Continue the text on the Digital Oilfield, picking up after its final sentence about vendors bringing their own technology to link back to their companies' networks.

§ **Page text**:
· · · · ·
The solutions needed to bring these processes together for a more coherent approach toward a unified network infrastructure exist today, but realizing the true potential of the Digital Oilfield has been elusive. Although it will require vision, consensus and a shared commitment to turn this dream into reality, the potential financial benefits for the early adopters are significant.

Historical perspective
While every industry perceives its challenges to be unique, the energy enterprise is encountering performance, access and security challenges similar to those faced by the industrial and financial services sectors. It was not too long ago that the world financial system – banks, stock exchanges, brokerages – dealt with all monetary exchanges via proprietary collection, distribution and exchange systems. As global financial markets became more intertwined, with more entities touching and supporting transactions, the need for a unified system of exchange was inevitable. Eventually, the demand for more exchanges increased exponentially, and with it, the need for standard technologies, such as IP technology, that could handle millions of real-time messages and trades every day. Now, the latest advancements in networking facilitate the wireless transfer of billions of dollars a day with assured data control and security. The analysis, movement and security of vast amounts of information have become a critical part of the financial industry’s operations.

Mirroring the infrastructure, security and data issues of the financial markets, an energy company searching for oil or gas encounters potentially dozens of vendors who are working at specific sites to provide specialized services. In this situation, oil and gas corporations are obliged to either offer access to their local infrastructure, or more typically, the vendors that work onsite must bring their own technology to link back to their companies' networks.
· · · · ·
§ **Data shown**:
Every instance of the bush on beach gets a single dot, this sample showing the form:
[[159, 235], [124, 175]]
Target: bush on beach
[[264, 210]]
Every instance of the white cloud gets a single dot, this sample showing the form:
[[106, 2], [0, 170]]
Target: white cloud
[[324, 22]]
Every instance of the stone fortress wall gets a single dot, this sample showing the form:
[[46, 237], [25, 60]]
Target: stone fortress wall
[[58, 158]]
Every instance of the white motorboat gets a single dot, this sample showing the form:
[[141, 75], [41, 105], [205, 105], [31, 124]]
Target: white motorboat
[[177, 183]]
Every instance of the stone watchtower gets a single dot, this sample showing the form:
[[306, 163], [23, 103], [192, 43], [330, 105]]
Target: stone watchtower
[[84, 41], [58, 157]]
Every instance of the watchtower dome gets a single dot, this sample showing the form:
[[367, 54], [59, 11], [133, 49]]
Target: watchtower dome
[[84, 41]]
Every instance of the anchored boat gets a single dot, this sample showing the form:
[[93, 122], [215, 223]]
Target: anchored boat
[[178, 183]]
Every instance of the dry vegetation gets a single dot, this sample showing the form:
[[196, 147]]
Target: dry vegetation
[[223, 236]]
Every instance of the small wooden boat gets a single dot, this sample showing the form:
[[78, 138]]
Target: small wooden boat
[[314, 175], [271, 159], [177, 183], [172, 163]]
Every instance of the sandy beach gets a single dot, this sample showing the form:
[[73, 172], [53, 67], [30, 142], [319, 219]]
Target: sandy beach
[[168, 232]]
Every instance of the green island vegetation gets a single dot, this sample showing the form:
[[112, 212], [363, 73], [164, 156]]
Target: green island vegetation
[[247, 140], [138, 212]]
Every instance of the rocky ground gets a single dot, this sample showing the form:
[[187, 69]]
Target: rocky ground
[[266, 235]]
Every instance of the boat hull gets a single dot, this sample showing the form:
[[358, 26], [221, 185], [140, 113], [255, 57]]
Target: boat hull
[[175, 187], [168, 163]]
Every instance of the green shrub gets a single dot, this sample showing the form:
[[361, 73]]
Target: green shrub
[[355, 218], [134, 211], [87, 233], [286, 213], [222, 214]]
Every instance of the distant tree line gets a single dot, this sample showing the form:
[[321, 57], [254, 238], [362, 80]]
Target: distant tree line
· · · · ·
§ **Exercise answer**:
Elsewhere in the enterprise, energy companies are continuing to use proprietary infrastructures in hazardous environments, since these networks have traditionally been perceived as more secure and robust than the alternatives. Also, while many might consider a wholesale shift to IP-based standards, there is a need in the industry for further education and case studies about how these technologies can provide the same level of security, access, control and response as the oil and gas industry's current network infrastructures.

In this context, it is easy to see why the Digital Oilfield has been slow to become a reality. However, as the financial sector saw, the advances in technology, the Internet revolution and the shift to IP-based standards have brought greater security capabilities and data control as well as the ability to link all pieces of an energy company's assets through a single common network infrastructure.

Leveraging the network as a platform for change
More than anything else, the emergence of IP networking over the last ten years is helping companies move toward the Digital Oilfield. The growth of the Internet has driven the adoption of IP as the accepted and definitive standard for any modern computer network. Older systems have had to evolve in the face of the huge growth of the Internet, which has now raised the expectations of end users.

With broadband connections linked to wireless networks at home and the workplace, users have come to expect easy-to-use interoperable applications and rapid access to information irrespective of location. As vendors adapt their solutions to the new reality of IP networking, a whole new spectrum of solutions is available to facilitate faster decision making, foster collaboration between employees and vendors, and transform the whole meaning of "work".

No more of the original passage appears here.